* Action item
Since only the words are wanted, reproduce every entry exactly and leave the images behind.

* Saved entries
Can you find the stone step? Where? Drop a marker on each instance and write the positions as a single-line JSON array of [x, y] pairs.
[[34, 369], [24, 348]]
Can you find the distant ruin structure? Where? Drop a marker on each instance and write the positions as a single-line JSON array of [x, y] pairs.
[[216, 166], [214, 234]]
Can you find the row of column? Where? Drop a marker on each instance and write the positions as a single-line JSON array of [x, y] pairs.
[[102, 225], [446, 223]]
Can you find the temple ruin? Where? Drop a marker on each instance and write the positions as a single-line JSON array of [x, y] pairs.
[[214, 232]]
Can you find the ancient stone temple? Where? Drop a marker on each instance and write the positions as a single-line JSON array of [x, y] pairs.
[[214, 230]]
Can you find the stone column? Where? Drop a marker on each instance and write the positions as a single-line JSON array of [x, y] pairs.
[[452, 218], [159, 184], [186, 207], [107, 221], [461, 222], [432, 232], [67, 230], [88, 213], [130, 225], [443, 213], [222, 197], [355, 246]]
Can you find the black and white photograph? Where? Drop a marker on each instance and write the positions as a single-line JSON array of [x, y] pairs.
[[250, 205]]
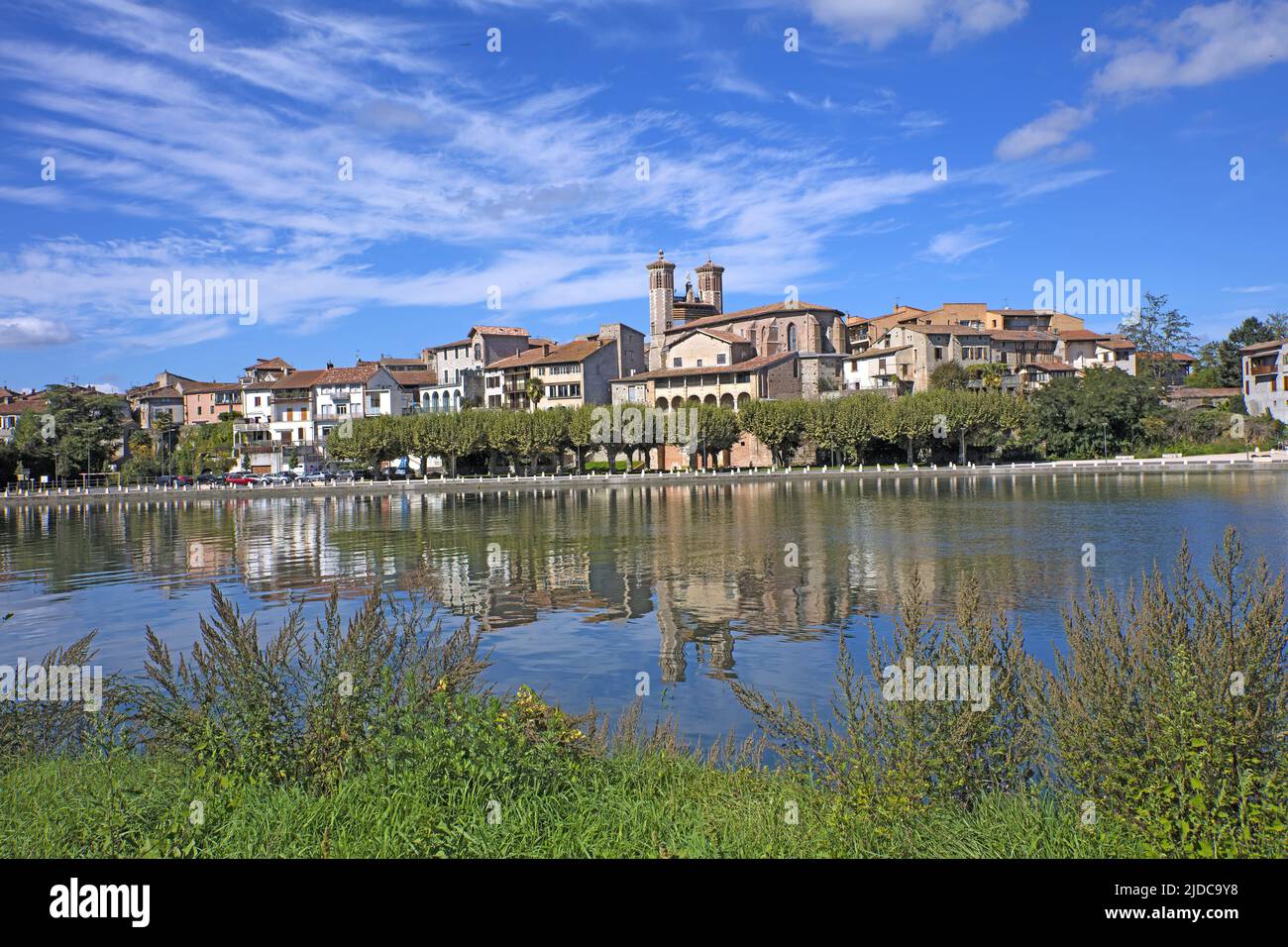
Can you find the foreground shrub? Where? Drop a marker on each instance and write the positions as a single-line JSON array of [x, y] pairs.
[[1170, 710], [1166, 718], [303, 707]]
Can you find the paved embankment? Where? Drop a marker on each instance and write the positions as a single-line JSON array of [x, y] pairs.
[[472, 484]]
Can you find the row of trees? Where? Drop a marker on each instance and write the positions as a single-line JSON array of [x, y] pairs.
[[854, 429], [1222, 364], [78, 432]]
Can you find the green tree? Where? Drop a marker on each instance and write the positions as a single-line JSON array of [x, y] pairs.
[[909, 420], [581, 425], [857, 421], [550, 433], [1222, 363], [86, 427], [717, 431], [777, 424], [1157, 333], [1096, 414]]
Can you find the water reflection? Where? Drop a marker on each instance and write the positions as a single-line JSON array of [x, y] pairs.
[[704, 570]]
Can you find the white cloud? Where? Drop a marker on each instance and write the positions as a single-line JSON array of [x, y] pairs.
[[1051, 129], [951, 247], [29, 331], [1202, 46], [877, 24]]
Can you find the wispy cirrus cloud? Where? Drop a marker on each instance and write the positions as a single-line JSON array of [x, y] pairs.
[[951, 247], [1203, 44], [877, 24]]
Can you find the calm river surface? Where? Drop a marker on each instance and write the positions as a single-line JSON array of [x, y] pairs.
[[583, 590]]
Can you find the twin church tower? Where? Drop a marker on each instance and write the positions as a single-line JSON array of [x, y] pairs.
[[668, 311]]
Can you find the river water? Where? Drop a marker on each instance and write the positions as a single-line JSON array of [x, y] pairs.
[[584, 590]]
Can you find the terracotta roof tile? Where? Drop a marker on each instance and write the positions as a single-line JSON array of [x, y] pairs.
[[750, 365], [750, 315], [497, 330], [1263, 347], [355, 375], [296, 379]]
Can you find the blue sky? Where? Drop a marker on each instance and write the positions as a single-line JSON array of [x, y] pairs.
[[518, 169]]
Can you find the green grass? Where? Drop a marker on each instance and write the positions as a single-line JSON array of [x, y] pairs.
[[632, 804]]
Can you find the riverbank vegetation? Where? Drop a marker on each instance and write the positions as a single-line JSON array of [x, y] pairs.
[[1103, 414], [1159, 731]]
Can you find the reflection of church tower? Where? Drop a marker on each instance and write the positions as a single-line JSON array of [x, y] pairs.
[[661, 299], [671, 652], [711, 285]]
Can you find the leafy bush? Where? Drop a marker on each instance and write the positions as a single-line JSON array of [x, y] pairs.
[[301, 707]]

* Response area
Can you find the stone step? Where? Drop a marker on each instance and write the positions as a single-line JSON array of [x, y] pairs.
[[34, 369], [24, 348]]
Can you find the distant ruin structure? Where? Drop a marker on each instance and write the positions as a single-line JSON array of [x, y] pairs.
[[216, 166], [214, 234]]
Can you find the row of column? Where? Drop a marker on each instance and write the positions as a single-line JSON array of [x, y] pairs.
[[102, 225], [446, 223]]
Can you find the temple ruin? Where? Drop a marker on each instance and write the positions as a single-line JSON array of [x, y] pairs.
[[214, 232]]
Can you find the ancient stone temple? Where? Drop a marker on each instance and write the positions as a single-line JSON array of [x, y] pairs.
[[214, 230]]
Can you find the stone column? Where? Drop a marker on each instance and write the positions as a single-line JSON array of [x, y] pairs.
[[452, 218], [159, 184], [186, 207], [107, 221], [461, 222], [432, 232], [67, 230], [88, 213], [130, 225], [443, 213], [222, 197], [355, 246]]
Can you find the black and white photograph? Where? Drop a marker on each instance and write the positions as a single-line JSON array of [x, y] pairs.
[[250, 205]]
Can you find the foreground shrub? Where? Drop a marker on each instance and write the positions as a single-line JSON array of [x, y] pairs.
[[1170, 710], [1166, 718], [303, 707]]
Can you find the paved embankment? Where? Drop a marker on each instance and write the positions as a single-line JSON array of [x, y] pairs.
[[472, 484]]
Can you find the row of trees? Where? Drop a marker on each instance and write the positions as a single-line JSON array of [x, y] pairs.
[[854, 429], [1222, 364], [78, 432]]
Can you find the green tree? Where? Drop a marker on each instance and write the positions as a single-line JSON array of [x, y] pairs.
[[909, 420], [581, 425], [857, 421], [550, 433], [1222, 363], [86, 427], [717, 431], [777, 424], [1157, 333], [1096, 414]]
Can you find the water reflection? Where? Drop a marker on each instance and write the positions as a single-line JSON array of [x, y] pairs.
[[704, 570]]
Can you find the white cloud? Where? Drop a marker on each instance and write the positions as a single-line JSON array of [x, y] pairs.
[[1051, 129], [951, 247], [29, 331], [1202, 46], [877, 24]]
Can you find the wispy cirrus cloud? Where? Drop a marker on each instance and write the positions as a single-line JSON array of [x, y] pairs.
[[951, 247], [1203, 44], [877, 24]]
Can you find the calm river surface? Where? Drop a marker on each instance and write the positions as a single-line JSON array of [x, y] pairs.
[[583, 590]]
Can you find the twin church tower? Where? Drop a marker on each instance and write the positions as a single-line JSON array of [x, y] pairs.
[[668, 311]]
Can you find the river water? Where? Drop a marker on each instance and write the positions as a single-line JSON array of [x, y] pairs.
[[584, 590]]
Can you find the terracotta roof tile? Where? Drop a marker on each instance and write the positions as a single-line JSON array of [x, y] pairs.
[[750, 365], [750, 315], [497, 330], [1263, 347], [355, 375], [296, 379]]
Can you find the blue sky? Where? Drop a marker on each instance and write the positions as a single-line JSON array of [x, y] pairs.
[[518, 169]]
Can you find the green grass? Where? Drop a marker on each instance and write the positions as a single-line JSON array of [x, y] pairs.
[[632, 804]]
Can you find the riverbank vegetation? Where? Drop a marker on each instance and write the positions as a single-line JSON array of [x, y] pairs.
[[1103, 414], [1159, 731]]
Can you find the reflection of church tower? Where? Drop a marker on each instance and write the positions as a single-line JSON array of [x, y] pairs.
[[661, 299], [671, 652], [711, 285]]
Can you find the leafy bush? Where? Drop a marker on each instance and write the positions as a single-line JSON array of [x, y] pairs.
[[301, 707]]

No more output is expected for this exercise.